▶ **WORK INSTRUCTIONS**
• 1. Can you rewrite the records from the line with "--target bare forearm" up to and including the line with "[[[20,829],[18,836],[46,847],[100,847],[91,835],[68,829]]]", replacing "shoe sole" with "outsole" and keeping everything else the same?
• 2. Can you continue the article about the Safaricom stake sale from where it stops?

▶ **ARTICLE**
════════════════════

As Parliament races to clear the proposed sale of the government’s 15 percent stake in Safaricom to South Africa’s Vodacom Group, a mounting chorus of accountants, lawyers, opposition lawmakers and civil society organisations are sounding the alarm: Kenya could bleed up to Sh7 billion in dividends alone if the transaction closes at the wrong moment, and potentially up to Sh80 billion in long-term value if the deal is not restructured entirely.

The proposed divestiture, which would hand Vodacom a controlling 55 percent interest in the country’s most profitable company, is set to generate gross proceeds of Sh204.3 billion at a price of Sh34 per share.

When combined with a controversial upfront dividend payment of Sh40.2 billion that Vodafone Kenya is making to the Treasury for the right to collect future dividends on the government’s remaining 20 percent stake, total inflows are projected at Sh244.5 billion.

The Treasury has said the money will seed the National Infrastructure Fund and finance commercially viable projects in energy, transport and water.

On the surface, the numbers look impressive. Beneath the headline figures, however, a troubling web of timing risks, valuation questions and governance gaps is emerging that has sent shockwaves through Parliament and the professional bodies that advise it.

The Dividend Trap That Could Cost Kenya Sh7 Billion

At the very heart of the controversy lies a deceptively simple question: who gets paid when Safaricom declares its next dividend? Under basic stock market rules, dividends belong to whoever holds the shares at the time they are declared. That rule creates a dangerous overlap in the current timeline.

════════════════════

▶ **GIVEN ENTRIES**
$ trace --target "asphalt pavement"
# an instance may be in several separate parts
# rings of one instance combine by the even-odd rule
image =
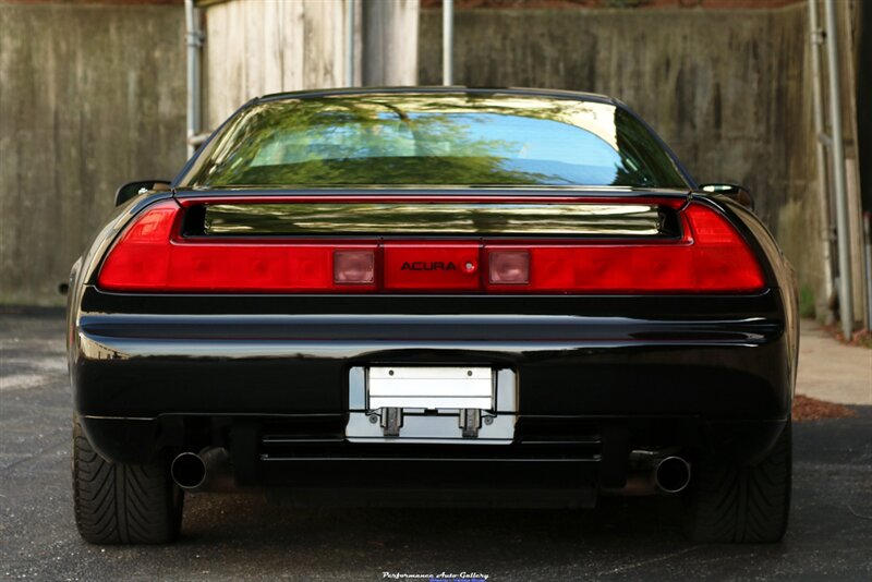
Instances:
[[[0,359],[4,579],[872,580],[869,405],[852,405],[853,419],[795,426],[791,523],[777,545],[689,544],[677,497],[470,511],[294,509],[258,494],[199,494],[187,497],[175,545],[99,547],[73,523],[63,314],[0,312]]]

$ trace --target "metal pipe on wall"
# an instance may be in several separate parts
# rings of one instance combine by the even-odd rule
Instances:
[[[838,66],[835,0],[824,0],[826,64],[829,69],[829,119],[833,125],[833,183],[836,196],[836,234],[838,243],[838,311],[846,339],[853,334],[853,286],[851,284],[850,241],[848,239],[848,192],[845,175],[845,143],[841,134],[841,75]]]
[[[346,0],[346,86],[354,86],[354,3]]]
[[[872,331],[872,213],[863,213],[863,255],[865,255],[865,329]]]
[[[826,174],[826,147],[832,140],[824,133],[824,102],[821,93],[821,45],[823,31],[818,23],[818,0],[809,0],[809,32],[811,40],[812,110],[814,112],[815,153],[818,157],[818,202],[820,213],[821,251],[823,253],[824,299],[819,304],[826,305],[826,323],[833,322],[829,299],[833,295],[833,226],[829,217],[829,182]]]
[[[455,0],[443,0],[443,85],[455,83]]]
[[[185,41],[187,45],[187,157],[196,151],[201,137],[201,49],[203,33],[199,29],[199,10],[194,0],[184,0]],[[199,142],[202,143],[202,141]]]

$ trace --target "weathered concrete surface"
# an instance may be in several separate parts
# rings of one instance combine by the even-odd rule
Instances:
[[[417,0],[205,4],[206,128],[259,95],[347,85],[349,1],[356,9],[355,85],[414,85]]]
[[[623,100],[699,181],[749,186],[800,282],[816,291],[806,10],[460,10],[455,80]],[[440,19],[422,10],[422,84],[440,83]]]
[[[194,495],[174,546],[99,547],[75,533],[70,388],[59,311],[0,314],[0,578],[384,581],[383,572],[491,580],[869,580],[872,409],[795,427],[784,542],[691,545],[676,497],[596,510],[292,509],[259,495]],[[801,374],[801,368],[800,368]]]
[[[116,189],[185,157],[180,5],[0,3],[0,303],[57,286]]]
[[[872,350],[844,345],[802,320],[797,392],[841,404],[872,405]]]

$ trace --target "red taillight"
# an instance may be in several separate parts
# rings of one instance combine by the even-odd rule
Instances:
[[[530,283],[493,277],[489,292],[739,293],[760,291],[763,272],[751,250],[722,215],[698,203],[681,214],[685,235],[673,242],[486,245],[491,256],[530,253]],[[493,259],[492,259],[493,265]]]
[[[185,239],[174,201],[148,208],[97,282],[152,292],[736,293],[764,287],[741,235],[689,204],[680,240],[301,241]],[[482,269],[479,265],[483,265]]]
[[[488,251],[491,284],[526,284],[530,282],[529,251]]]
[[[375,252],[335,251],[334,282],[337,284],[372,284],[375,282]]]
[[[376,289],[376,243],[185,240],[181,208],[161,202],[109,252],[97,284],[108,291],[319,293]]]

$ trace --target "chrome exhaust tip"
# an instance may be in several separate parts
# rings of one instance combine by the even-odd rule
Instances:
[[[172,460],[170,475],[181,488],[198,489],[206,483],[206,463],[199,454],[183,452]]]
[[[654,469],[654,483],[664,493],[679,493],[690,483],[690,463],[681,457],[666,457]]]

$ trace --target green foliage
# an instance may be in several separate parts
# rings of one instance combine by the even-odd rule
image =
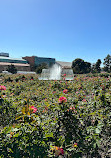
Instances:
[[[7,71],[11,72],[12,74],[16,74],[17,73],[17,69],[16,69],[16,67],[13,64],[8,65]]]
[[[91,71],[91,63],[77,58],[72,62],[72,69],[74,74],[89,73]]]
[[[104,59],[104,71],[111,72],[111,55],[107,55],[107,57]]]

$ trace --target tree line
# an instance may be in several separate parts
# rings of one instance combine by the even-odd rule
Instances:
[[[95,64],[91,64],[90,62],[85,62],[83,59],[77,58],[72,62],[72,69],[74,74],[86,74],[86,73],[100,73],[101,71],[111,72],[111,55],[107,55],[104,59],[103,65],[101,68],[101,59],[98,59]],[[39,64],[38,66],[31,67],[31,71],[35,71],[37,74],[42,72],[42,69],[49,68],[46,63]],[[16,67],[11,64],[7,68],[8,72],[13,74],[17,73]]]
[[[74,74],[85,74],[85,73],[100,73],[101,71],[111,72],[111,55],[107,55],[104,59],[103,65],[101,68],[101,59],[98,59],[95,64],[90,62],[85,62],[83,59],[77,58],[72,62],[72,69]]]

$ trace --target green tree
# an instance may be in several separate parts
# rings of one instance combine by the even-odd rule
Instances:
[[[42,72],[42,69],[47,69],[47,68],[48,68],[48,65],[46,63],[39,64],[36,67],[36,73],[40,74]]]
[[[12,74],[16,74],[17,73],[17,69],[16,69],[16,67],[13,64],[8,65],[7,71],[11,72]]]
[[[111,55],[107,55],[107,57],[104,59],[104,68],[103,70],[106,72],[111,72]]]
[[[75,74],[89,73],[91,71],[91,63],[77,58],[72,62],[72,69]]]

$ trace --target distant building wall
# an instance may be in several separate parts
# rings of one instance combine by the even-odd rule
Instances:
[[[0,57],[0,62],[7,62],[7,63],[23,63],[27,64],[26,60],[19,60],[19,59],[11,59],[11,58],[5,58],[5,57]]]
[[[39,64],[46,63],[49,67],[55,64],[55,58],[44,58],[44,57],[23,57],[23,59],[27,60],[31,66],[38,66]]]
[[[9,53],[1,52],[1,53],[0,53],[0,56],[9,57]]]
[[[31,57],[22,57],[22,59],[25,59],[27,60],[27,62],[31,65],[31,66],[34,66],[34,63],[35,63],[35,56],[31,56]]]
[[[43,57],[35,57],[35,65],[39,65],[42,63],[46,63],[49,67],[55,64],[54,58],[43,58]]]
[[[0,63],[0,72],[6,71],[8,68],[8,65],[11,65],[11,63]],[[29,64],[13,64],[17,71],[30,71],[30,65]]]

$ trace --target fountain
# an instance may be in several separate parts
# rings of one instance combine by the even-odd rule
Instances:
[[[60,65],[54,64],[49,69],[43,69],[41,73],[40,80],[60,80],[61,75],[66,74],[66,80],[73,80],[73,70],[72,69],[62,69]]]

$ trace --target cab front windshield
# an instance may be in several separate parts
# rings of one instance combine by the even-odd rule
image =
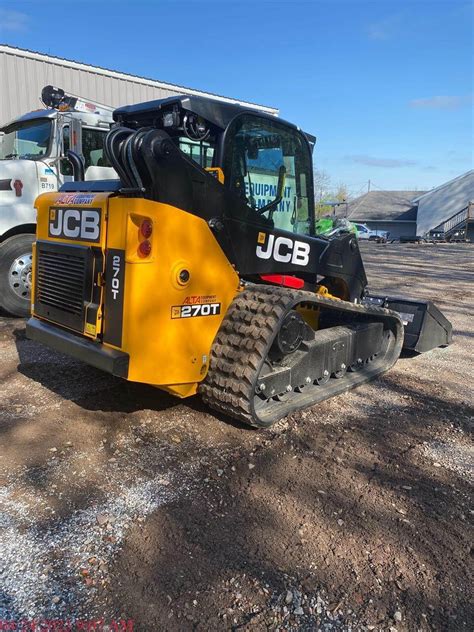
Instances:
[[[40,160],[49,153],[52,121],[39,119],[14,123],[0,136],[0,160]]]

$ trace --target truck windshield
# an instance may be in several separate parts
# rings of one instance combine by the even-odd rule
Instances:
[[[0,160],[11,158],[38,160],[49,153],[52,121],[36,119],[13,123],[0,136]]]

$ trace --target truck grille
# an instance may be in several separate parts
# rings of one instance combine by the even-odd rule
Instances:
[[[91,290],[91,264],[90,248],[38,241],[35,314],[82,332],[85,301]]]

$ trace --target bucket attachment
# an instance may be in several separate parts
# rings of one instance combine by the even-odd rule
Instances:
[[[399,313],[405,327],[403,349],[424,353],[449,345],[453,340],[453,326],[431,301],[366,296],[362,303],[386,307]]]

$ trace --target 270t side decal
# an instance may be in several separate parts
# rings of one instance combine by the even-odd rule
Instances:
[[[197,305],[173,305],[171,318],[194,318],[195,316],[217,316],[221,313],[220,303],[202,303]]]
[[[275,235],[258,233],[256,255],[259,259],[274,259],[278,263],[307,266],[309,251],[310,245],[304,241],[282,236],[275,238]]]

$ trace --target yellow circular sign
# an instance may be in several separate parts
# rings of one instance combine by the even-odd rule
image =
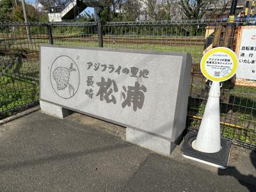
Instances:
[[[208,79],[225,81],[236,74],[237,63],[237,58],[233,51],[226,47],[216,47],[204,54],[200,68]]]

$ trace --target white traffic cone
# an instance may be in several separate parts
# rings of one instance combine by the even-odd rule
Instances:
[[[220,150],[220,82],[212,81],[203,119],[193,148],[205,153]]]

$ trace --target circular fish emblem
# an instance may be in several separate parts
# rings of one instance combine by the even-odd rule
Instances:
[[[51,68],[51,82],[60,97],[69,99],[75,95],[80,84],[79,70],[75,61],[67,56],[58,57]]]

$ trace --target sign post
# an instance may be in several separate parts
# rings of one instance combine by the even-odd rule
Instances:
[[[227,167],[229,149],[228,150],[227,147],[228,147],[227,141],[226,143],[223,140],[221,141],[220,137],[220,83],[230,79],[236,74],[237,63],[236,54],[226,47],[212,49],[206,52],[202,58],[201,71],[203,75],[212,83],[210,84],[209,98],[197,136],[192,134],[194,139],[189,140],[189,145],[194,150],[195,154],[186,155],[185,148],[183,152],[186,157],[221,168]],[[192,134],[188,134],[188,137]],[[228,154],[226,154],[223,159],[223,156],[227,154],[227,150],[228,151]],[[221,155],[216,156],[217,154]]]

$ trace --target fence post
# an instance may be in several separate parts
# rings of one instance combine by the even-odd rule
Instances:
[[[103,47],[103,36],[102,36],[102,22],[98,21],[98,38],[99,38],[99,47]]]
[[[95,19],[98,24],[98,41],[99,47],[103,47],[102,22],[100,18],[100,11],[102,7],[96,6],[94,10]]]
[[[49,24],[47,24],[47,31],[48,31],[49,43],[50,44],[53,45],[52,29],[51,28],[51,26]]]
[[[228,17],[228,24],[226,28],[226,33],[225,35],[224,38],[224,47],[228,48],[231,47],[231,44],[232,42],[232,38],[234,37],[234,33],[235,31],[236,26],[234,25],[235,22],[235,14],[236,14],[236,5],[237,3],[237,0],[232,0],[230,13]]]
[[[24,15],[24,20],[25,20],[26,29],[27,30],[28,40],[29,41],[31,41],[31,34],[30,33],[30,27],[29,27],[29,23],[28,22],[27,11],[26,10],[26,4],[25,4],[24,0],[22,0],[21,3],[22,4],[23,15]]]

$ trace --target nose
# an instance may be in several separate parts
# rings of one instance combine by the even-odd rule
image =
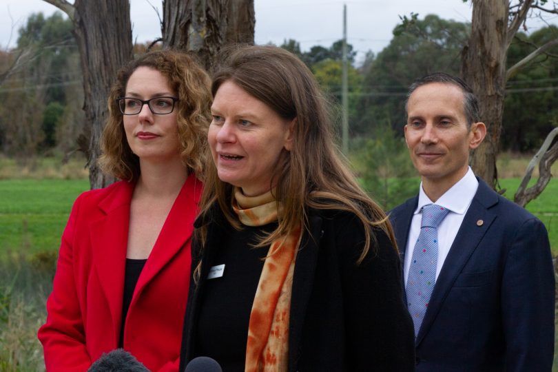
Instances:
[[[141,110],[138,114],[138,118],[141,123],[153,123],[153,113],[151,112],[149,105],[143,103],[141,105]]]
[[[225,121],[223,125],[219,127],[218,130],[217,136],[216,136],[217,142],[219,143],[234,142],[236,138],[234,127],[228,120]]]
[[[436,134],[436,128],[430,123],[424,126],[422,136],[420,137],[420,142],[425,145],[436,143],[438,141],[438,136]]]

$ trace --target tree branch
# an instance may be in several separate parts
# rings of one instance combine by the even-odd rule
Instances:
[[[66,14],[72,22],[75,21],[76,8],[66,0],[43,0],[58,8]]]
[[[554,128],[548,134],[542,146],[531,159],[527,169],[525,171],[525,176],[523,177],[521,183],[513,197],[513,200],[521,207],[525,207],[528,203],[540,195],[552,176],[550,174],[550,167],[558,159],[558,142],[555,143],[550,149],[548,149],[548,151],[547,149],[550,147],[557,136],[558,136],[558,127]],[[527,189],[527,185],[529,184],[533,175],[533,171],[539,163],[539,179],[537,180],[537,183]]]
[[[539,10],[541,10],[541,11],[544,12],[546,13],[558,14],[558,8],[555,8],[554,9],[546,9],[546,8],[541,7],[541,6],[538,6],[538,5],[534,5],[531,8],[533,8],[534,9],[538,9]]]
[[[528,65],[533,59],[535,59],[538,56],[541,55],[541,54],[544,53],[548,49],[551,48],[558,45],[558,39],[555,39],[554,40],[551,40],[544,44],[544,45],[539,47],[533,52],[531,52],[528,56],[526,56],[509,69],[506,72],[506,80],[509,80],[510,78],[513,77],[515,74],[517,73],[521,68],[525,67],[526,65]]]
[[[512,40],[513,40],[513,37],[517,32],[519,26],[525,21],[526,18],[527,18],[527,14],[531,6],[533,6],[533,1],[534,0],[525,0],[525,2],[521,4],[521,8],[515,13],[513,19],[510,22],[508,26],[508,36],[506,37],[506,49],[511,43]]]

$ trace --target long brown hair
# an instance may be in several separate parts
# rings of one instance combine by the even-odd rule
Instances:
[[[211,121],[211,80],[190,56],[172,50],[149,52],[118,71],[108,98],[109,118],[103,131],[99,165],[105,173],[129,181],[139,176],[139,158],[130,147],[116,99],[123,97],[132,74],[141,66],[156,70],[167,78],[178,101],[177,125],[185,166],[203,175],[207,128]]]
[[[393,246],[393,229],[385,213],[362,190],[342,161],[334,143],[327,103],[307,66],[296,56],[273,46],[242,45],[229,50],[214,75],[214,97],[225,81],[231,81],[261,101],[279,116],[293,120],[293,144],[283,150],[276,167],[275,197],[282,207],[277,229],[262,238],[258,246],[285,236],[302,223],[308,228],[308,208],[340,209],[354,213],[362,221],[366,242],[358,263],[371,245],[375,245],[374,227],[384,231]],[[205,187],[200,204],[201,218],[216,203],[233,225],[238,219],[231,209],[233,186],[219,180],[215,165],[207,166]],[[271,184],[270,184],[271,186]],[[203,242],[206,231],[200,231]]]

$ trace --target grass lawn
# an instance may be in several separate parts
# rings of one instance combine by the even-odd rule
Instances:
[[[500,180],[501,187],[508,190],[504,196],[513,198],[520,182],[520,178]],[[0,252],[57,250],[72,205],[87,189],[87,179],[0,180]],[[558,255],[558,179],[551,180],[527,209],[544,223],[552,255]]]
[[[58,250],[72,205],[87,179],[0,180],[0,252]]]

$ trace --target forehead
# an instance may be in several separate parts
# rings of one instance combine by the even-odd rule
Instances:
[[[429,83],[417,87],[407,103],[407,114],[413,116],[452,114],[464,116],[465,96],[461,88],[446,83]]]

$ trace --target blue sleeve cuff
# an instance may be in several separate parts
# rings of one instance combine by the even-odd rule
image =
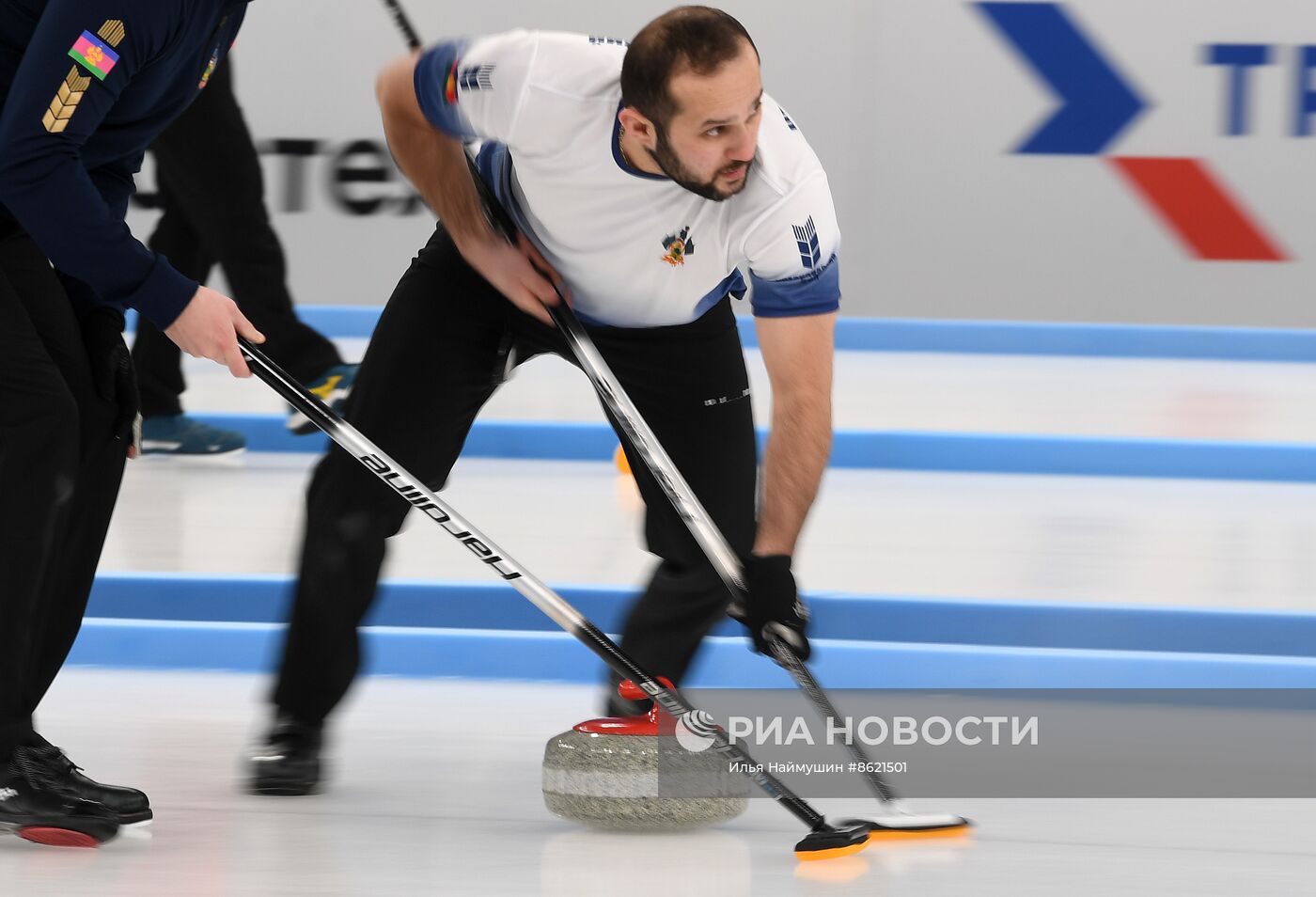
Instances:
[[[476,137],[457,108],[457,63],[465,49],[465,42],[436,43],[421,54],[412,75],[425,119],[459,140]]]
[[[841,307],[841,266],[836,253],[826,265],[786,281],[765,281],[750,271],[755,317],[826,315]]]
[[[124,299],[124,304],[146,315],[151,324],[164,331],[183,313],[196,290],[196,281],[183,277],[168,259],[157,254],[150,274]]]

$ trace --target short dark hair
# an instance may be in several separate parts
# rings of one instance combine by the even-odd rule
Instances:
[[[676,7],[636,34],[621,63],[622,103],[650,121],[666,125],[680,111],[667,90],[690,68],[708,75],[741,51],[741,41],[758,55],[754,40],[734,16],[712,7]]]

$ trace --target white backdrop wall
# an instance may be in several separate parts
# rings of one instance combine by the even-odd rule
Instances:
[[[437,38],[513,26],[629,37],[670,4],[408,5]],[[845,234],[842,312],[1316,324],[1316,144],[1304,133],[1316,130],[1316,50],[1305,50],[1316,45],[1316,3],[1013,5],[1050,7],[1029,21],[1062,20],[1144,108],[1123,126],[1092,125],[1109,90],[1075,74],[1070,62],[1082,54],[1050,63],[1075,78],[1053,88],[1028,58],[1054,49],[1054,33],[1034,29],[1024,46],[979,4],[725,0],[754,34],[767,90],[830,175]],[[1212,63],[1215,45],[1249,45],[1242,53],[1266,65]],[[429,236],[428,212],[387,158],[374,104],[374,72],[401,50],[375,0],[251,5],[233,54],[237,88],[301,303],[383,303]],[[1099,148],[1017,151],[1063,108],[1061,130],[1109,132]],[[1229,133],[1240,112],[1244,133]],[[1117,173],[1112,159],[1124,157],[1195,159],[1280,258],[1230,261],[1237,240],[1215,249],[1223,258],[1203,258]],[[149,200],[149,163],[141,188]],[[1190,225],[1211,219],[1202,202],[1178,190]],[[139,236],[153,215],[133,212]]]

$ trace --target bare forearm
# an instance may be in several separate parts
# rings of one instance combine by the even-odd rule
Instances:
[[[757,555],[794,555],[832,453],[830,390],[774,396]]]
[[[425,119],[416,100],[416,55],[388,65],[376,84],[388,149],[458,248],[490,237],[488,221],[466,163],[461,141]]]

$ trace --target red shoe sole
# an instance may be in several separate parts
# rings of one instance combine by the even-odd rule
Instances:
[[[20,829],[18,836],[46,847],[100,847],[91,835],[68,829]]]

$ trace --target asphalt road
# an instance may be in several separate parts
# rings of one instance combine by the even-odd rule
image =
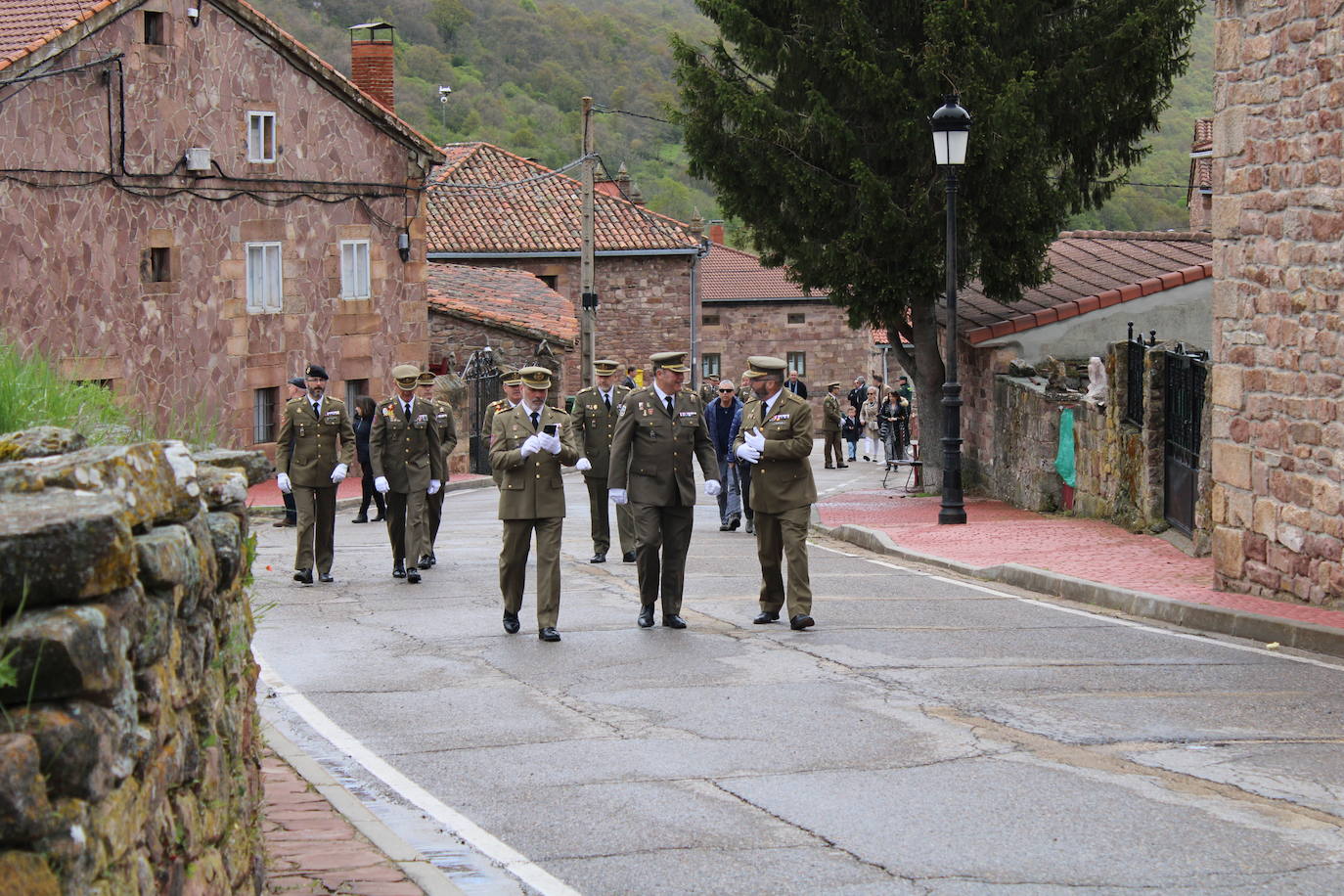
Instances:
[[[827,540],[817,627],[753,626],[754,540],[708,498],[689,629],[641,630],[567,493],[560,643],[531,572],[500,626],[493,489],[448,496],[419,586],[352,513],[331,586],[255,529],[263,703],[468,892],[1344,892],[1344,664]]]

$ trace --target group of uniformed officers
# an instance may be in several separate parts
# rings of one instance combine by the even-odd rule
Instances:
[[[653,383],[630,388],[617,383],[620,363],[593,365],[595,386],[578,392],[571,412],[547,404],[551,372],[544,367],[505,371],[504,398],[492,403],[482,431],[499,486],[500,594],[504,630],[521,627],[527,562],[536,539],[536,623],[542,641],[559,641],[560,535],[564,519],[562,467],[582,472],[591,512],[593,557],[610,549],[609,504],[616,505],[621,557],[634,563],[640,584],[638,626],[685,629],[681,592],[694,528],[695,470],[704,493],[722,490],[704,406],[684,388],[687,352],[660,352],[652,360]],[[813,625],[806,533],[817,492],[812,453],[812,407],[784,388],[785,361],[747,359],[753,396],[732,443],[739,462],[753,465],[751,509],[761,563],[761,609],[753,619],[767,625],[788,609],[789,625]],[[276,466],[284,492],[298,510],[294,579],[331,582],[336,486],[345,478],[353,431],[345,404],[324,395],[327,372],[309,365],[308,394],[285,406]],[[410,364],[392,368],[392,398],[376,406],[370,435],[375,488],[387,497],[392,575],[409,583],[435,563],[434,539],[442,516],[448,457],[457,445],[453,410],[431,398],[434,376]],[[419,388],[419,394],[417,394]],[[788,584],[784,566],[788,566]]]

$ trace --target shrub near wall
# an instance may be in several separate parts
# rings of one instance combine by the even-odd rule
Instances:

════════════════════

▶ **ANSWERS TO THE TASKS**
• 1.
$ trace --target bare forearm
# an instance may be in several separate parts
# rings of one instance combine by the even-odd rule
Instances:
[[[757,555],[794,555],[832,453],[830,390],[774,396]]]
[[[425,119],[416,100],[416,55],[388,65],[376,84],[388,149],[458,248],[490,237],[488,221],[466,163],[461,141]]]

$ trace --target red outsole
# an instance may be in several separate parts
# rings of one instance combine by the even-odd rule
Instances:
[[[20,829],[18,836],[46,847],[100,847],[91,835],[68,829]]]

• 2.
The National Assembly has until approximately March 10 to conclude its review of the divestiture under Sessional Paper No. 3 of 2025.

That window lines up almost exactly with the period in which Safaricom is expected to announce its interim dividend for the financial year ending March 2026. In previous years, Safaricom has declared interim dividends in mid-February, with payments made around the end of March.

Safaricom CEO Peter Ndegwa, appearing before Parliament’s joint committee on Finance and Privatisation, acknowledged the fundamental mechanics plainly.

If dividends are declared after the transaction is completed, the new shareholder, in this case Vodacom, would be entitled to the payout.

He attempted to reassure lawmakers by pointing to what he called an “advance dividend clause” in the deal, arguing that the government would not lose out regardless of timing. MPs were not convinced.

Kinangop MP Thuku Kwenya challenged the explanation head on, telling the committee that the timing of the transaction was suspicious and that the public was paying close attention.

His arithmetic was blunt: if the sale goes through before Safaricom declares its interim dividend, the government stands to forfeit billions of shillings that would otherwise have flowed into the public purse. MPs have put the figure at approximately Sh7 billion.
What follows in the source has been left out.